# INPUT ROWS

[START]

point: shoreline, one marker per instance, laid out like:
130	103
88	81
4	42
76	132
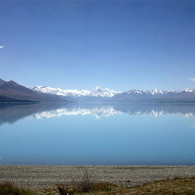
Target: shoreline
48	176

[END]

Lay out every line of the listing above as a JSON list of strings, one string per line, with blank lines and the picture left out.

# TASK OUTPUT
[
  "point: shoreline, one marker per instance, laid out like:",
  "130\t103",
  "88\t81",
  "4\t42",
  "76\t132",
  "Target: shoreline",
  "48\t176"
]